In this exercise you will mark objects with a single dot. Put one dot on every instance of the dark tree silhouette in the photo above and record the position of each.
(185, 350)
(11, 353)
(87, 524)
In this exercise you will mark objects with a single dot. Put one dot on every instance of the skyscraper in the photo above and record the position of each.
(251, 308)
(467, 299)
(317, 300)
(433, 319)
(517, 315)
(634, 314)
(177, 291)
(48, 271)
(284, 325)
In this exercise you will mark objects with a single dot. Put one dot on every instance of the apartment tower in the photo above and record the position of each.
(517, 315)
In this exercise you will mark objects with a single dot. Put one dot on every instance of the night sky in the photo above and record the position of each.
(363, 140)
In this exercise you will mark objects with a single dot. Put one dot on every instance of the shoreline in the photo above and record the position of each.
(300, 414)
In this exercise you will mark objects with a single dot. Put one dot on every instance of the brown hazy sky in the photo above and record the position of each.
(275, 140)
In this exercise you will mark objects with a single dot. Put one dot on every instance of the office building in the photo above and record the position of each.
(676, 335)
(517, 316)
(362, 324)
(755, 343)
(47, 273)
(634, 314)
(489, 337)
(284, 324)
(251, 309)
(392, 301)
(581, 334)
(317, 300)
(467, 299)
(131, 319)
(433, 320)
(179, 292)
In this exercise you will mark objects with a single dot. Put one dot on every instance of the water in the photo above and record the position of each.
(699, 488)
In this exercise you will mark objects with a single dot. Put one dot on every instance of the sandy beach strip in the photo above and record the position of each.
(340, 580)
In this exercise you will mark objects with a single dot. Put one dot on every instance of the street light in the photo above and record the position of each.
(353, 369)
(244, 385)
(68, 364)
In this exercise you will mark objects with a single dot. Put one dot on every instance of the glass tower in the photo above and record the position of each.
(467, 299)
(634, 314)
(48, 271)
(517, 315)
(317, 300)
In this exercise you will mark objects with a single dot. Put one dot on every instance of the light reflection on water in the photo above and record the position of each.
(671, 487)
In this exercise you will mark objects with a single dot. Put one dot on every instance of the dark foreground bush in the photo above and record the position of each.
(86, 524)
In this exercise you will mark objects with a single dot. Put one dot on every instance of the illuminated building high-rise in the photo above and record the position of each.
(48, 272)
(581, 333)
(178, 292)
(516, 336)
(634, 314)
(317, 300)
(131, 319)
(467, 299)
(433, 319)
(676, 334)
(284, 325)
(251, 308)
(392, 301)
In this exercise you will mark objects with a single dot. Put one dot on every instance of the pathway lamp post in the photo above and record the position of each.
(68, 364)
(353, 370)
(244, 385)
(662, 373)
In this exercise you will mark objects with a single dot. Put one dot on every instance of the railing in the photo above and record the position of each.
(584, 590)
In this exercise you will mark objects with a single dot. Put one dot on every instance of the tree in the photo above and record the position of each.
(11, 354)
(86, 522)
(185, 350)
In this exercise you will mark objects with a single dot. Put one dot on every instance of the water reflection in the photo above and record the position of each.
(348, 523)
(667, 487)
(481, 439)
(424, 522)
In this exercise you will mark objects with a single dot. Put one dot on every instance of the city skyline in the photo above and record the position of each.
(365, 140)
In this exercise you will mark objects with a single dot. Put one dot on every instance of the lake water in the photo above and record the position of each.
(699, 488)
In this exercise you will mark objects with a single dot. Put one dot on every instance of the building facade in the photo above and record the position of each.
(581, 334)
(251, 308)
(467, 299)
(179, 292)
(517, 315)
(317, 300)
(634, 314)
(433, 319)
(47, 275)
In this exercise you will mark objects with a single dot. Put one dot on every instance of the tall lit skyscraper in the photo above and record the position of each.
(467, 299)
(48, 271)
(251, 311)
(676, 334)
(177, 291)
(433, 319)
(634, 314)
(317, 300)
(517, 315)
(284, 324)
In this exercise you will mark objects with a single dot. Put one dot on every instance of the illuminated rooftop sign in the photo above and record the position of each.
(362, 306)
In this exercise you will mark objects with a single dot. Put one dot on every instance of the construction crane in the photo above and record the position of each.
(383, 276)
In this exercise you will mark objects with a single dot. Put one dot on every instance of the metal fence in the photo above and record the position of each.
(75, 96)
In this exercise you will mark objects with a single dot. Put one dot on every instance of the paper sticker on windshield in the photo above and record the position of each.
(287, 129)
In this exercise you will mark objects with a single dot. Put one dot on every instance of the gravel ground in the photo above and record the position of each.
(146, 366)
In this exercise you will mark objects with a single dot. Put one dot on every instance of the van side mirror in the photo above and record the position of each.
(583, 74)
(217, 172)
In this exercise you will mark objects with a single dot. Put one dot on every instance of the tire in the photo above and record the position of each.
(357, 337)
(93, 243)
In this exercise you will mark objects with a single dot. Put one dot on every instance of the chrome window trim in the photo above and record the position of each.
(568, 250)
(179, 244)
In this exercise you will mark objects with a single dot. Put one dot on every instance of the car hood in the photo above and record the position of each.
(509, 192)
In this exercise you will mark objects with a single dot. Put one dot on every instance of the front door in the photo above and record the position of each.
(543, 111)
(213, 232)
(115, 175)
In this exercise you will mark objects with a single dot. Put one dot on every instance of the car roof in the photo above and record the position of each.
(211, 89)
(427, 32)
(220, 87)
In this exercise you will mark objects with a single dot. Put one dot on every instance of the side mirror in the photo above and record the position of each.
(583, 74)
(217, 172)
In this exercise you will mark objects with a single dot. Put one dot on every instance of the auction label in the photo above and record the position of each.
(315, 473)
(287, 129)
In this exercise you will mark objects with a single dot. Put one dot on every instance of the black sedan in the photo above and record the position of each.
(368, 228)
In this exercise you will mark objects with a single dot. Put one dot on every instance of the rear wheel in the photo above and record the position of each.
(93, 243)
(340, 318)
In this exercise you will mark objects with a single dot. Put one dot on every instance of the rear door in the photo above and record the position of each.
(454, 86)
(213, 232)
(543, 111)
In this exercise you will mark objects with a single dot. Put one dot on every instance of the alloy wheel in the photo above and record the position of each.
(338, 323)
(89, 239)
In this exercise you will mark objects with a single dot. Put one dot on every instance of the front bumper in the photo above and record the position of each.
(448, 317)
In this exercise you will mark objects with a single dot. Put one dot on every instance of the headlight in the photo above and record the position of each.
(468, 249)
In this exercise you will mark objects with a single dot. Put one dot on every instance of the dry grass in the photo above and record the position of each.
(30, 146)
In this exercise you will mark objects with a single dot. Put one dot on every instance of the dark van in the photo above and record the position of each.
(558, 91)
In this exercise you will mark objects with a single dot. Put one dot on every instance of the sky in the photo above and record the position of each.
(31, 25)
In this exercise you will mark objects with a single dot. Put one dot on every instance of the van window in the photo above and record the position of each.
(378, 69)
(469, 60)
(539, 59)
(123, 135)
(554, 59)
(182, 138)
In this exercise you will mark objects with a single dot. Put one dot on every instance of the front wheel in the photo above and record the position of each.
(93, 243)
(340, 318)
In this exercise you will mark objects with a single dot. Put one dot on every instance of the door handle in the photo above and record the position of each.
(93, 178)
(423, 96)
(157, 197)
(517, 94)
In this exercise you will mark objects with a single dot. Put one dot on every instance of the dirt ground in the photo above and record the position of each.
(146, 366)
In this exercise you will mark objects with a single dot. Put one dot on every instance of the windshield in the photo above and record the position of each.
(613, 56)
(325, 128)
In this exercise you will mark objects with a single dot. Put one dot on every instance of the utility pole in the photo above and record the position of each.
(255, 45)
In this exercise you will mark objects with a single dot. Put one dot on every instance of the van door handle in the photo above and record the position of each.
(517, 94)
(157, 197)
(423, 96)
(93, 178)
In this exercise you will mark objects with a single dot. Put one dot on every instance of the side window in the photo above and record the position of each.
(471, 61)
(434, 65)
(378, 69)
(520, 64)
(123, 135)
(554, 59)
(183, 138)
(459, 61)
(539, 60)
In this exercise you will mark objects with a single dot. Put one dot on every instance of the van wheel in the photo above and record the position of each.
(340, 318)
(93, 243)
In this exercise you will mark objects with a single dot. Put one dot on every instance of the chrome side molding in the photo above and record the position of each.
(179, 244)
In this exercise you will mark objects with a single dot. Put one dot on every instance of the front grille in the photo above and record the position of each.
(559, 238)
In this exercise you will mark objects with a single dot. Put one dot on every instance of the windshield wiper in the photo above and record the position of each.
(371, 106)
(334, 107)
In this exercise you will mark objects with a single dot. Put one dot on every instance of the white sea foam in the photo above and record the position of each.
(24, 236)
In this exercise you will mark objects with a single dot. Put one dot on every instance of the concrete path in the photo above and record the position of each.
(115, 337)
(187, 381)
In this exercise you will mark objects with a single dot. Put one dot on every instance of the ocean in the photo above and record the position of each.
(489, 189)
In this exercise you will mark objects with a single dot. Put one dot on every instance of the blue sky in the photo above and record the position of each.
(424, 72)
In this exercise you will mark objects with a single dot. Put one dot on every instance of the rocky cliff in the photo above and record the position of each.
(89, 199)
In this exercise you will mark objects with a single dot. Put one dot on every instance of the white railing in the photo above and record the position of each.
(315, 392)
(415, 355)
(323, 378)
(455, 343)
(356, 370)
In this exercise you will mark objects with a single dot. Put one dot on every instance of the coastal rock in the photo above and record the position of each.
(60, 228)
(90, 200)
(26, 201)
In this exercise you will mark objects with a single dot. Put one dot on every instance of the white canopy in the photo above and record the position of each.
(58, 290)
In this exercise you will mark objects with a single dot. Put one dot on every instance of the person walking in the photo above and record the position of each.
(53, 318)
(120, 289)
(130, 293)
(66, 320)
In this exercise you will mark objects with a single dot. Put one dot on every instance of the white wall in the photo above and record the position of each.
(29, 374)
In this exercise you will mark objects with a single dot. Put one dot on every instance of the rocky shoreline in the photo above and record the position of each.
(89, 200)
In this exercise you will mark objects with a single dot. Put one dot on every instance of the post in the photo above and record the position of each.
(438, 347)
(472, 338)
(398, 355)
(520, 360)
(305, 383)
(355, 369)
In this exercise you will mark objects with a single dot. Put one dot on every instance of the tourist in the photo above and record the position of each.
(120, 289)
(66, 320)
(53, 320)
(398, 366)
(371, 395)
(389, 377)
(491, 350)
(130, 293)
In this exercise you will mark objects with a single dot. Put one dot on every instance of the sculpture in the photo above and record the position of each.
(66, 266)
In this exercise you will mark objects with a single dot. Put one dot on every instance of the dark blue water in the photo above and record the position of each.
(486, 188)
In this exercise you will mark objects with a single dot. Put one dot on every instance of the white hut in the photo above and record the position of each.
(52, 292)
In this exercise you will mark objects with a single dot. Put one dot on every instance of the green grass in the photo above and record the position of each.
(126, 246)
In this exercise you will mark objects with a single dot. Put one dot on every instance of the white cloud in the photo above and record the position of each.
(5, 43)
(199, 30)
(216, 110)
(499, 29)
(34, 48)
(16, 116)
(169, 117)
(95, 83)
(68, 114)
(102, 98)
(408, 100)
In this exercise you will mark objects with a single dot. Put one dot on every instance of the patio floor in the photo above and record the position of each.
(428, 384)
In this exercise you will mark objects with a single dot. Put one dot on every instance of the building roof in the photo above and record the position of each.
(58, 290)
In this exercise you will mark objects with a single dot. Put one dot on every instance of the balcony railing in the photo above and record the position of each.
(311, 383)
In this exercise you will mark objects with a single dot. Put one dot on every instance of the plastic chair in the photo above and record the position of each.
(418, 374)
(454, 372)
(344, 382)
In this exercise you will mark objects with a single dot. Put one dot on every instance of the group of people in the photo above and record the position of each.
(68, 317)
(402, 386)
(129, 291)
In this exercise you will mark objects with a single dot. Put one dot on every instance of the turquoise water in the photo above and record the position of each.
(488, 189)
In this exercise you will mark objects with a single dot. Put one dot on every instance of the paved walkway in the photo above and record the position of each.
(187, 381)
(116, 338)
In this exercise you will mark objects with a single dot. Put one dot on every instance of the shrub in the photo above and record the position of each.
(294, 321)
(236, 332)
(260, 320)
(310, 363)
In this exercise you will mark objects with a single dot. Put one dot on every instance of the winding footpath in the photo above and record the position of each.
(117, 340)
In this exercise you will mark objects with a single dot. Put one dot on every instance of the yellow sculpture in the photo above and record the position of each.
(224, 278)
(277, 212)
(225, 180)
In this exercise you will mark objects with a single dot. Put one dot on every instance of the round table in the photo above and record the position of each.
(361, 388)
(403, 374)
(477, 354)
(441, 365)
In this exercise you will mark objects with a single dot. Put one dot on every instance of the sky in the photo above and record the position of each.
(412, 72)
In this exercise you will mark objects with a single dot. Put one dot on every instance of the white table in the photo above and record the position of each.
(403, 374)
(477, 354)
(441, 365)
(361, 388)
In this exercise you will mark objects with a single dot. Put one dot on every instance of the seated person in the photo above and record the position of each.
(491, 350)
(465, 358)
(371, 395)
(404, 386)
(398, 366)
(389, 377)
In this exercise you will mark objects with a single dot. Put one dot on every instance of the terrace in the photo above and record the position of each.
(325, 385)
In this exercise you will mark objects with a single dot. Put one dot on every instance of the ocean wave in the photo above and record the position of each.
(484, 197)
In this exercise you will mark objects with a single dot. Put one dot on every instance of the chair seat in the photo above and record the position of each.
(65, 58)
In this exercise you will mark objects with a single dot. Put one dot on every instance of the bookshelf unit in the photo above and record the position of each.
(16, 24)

WHAT TO PRODUCE. Write out precisely the lines from the one holding "of the seated" through the end of the material, including both of those ends.

RESPONSE TO THIS TASK.
In this exercise you will mark objects with a single dot. Put one dot on every instance of the seated person in the photo above and record the position of each.
(491, 350)
(465, 358)
(371, 395)
(404, 386)
(398, 366)
(389, 377)
In this exercise you will mark objects with a single dot. Put one dot on every instance of the terrace in the photo above and record the position of each.
(325, 385)
In this exercise you will mark objects with a single dot. Put one dot on every instance of the ocean wave in the photo above and record the position of each.
(484, 197)
In this exercise you will mark objects with a single dot. Put one dot on every instance of the chair seat in the photo above and record the position of each.
(65, 58)
In this exercise you will mark objects with a single dot. Put one dot on every instance of the bookshelf unit in the photo above and record the position of each.
(16, 24)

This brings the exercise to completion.